Straight copy, no pictures: transcribe each entry as it stands.

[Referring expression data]
════════════════════
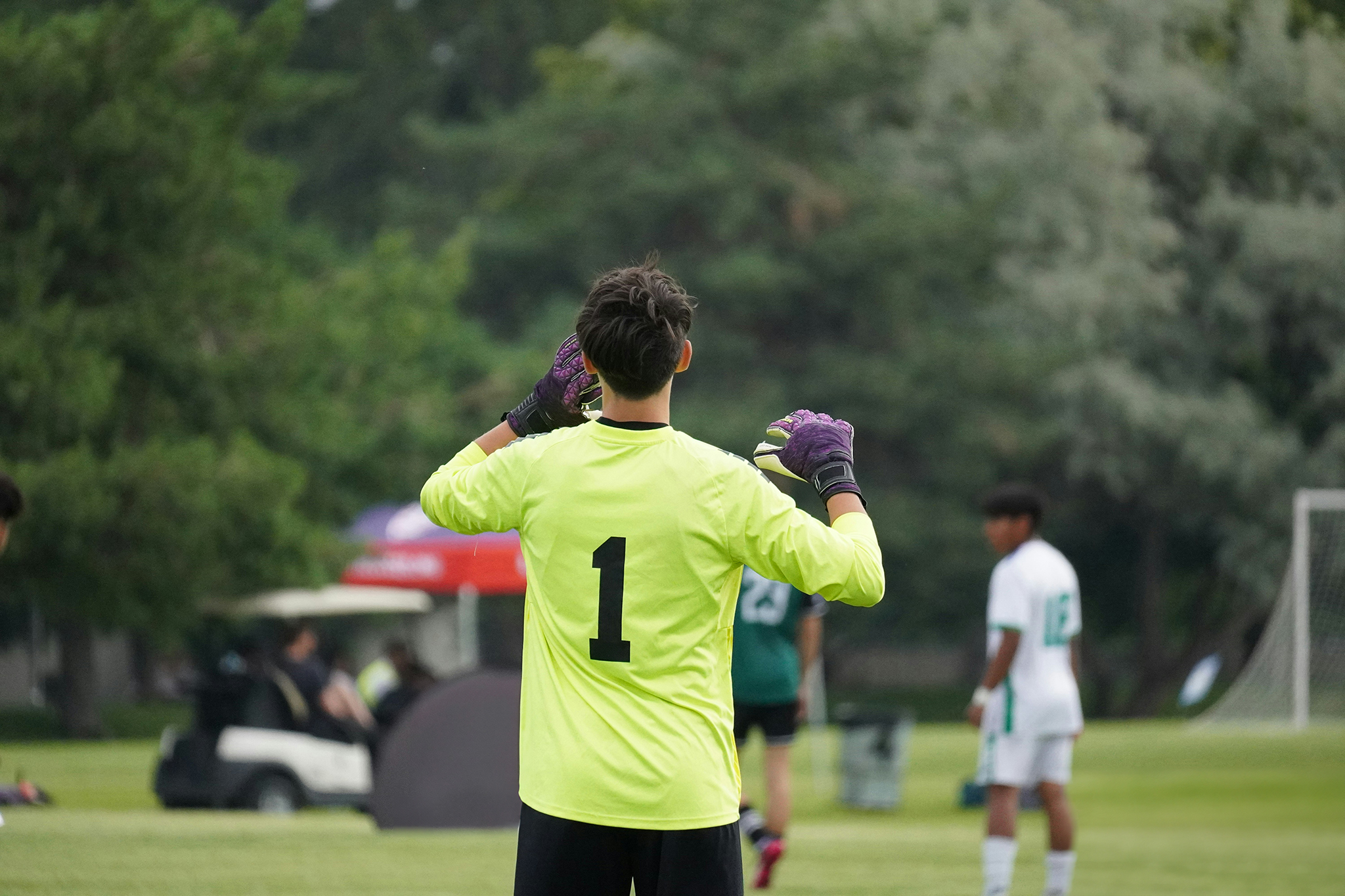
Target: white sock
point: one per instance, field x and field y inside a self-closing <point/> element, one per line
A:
<point x="1060" y="874"/>
<point x="997" y="855"/>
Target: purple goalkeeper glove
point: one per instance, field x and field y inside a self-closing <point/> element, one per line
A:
<point x="558" y="398"/>
<point x="817" y="449"/>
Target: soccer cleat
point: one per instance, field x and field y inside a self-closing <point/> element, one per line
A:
<point x="771" y="853"/>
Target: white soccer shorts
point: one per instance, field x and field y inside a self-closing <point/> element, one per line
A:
<point x="1024" y="761"/>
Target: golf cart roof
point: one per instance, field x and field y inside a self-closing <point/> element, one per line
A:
<point x="331" y="601"/>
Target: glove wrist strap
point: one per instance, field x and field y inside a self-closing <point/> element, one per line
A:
<point x="527" y="418"/>
<point x="835" y="477"/>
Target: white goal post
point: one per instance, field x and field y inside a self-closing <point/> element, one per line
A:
════════════════════
* [SOLUTION TO THE PROBLEM]
Target: white sock
point: one per instance, field x and field y inside a self-closing <point/> element, one per line
A:
<point x="1060" y="874"/>
<point x="997" y="855"/>
Target: purple goalkeeper glove
point: one per instance, field x and field y inside a self-closing <point/> element, one per line
A:
<point x="558" y="398"/>
<point x="817" y="449"/>
Target: soccer cleat
point: one per instance, field x and field y inside a self-closing <point/> element, one per line
A:
<point x="771" y="853"/>
Target: white soccer shorts
point: one per instance, field x and field y inside a self-closing <point/> element, one per line
A:
<point x="1024" y="761"/>
Target: golf cart roof
point: one per instance, field x and field y inside a self-closing <point/> element, one per line
A:
<point x="331" y="601"/>
Target: glove wrist strap
point: one per instance, field x and field y inside a self-closing <point/> element, one per line
A:
<point x="527" y="418"/>
<point x="835" y="477"/>
Target: white goal post
point: one per instance, field x and field y inside a self-closing <point/> element, one per line
A:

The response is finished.